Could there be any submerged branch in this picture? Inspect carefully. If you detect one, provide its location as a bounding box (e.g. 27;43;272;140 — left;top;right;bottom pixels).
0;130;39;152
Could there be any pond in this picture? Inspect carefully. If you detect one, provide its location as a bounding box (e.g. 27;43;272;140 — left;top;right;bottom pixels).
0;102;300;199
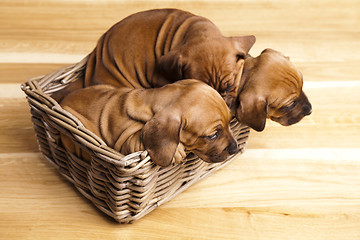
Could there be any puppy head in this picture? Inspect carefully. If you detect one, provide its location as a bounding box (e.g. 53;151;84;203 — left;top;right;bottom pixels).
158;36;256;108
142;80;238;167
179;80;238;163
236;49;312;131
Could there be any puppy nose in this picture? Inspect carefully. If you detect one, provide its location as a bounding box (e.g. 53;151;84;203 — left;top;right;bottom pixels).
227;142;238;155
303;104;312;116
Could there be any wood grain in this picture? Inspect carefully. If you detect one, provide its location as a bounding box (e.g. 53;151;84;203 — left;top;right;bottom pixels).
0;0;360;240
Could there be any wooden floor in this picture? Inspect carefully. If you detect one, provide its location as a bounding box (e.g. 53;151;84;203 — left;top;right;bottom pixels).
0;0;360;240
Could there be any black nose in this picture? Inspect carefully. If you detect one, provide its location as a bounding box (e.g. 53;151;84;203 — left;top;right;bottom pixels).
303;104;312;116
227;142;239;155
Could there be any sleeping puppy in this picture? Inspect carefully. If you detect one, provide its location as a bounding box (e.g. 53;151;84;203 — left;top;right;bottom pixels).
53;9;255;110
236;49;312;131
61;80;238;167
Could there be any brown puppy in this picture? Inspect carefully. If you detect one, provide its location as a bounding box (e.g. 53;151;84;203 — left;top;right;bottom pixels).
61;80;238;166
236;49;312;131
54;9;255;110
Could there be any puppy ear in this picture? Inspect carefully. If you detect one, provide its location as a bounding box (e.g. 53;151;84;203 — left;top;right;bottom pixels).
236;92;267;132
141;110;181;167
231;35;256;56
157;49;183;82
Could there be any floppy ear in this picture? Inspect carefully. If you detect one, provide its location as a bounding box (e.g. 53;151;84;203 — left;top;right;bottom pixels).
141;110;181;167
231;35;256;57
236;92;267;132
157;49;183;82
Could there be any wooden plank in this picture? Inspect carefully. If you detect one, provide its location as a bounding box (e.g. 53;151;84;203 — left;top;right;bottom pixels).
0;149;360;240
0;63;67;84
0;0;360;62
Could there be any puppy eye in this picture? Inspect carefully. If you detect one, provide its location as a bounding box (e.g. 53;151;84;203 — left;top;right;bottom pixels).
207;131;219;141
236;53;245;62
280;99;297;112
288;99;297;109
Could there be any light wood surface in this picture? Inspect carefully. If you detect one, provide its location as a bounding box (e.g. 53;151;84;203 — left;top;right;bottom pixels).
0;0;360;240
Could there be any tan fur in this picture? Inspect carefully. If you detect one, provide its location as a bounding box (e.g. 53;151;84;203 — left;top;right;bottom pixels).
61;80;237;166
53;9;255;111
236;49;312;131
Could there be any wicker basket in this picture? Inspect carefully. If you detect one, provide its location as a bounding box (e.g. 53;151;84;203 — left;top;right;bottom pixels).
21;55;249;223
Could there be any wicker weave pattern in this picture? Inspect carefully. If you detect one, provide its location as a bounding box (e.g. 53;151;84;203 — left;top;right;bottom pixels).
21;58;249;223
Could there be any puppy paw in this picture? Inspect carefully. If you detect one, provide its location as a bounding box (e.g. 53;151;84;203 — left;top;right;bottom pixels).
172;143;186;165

==

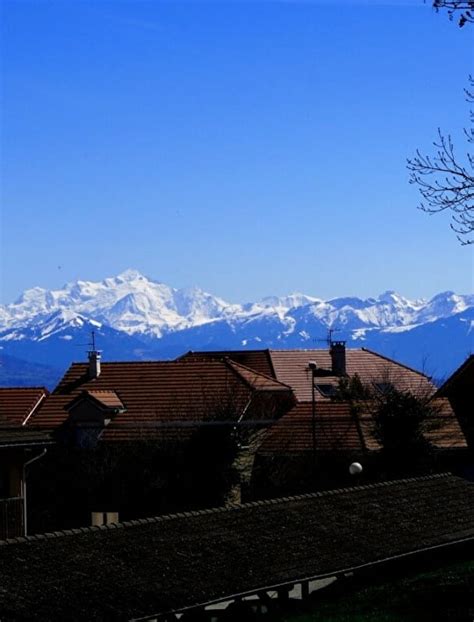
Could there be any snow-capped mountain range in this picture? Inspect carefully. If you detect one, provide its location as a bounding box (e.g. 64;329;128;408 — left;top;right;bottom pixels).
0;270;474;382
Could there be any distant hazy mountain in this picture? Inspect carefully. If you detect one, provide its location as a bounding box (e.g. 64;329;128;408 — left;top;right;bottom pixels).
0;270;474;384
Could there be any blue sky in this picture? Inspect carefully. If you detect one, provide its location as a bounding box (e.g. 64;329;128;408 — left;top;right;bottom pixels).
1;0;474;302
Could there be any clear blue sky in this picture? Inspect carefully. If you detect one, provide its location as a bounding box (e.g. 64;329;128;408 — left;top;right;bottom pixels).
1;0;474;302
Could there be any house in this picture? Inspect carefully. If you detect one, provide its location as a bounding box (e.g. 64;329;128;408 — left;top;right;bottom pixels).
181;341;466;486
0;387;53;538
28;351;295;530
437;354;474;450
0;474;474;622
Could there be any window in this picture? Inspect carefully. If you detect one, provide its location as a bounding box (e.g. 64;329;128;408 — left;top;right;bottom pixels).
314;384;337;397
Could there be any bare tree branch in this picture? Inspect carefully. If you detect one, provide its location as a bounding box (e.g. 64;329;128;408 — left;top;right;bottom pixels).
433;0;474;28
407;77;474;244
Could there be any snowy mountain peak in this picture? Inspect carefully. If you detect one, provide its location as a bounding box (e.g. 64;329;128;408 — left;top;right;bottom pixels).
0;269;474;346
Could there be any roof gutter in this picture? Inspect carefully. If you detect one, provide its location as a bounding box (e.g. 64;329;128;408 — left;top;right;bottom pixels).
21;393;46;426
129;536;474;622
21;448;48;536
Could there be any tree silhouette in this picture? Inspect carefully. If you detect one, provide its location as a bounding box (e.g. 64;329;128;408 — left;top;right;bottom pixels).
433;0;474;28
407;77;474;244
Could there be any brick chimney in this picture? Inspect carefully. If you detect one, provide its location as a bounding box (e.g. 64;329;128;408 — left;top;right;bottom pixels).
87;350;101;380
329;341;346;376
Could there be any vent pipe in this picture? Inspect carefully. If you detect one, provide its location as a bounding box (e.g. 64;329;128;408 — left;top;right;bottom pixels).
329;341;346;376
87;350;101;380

[Your instructions] Update the lines between the one that contains "Could there be any wicker basket" and the one that contains "21;58;249;223", inclusive, so that "Inspect carefully" becomes "Look closely" and nothing else changes. Give back only those lines.

[Exercise solution]
Could there be any wicker basket in this picture? Look closely. If you detect one, provide its location as a bounding box (e.g. 53;151;84;203 — left;top;right;bottom pixels).
21;55;249;223
Could there be any wicker weave pattern in this picture? Look closely. If you detect one, provide its location as a bounding box (e.g. 53;151;84;203 — left;top;right;bottom pixels).
21;58;249;223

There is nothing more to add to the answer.